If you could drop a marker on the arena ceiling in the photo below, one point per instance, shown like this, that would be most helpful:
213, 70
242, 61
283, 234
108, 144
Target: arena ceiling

---

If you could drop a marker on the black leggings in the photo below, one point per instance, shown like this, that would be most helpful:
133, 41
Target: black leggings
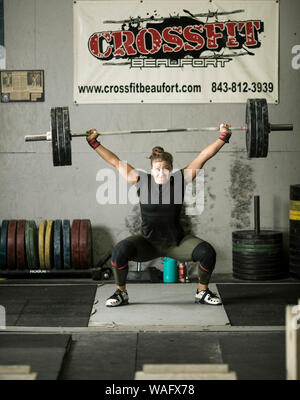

What this task involves | Which lines of the data contain the string "could"? Copy each of them.

Result for this task |
If you could drop a marker on the arena ceiling in the photo below, one point per instance, shown like this, that would be most helpful:
If you could drop a marker on the black leggings in the photo below, one point per instance, shown like this, that would be most helpful:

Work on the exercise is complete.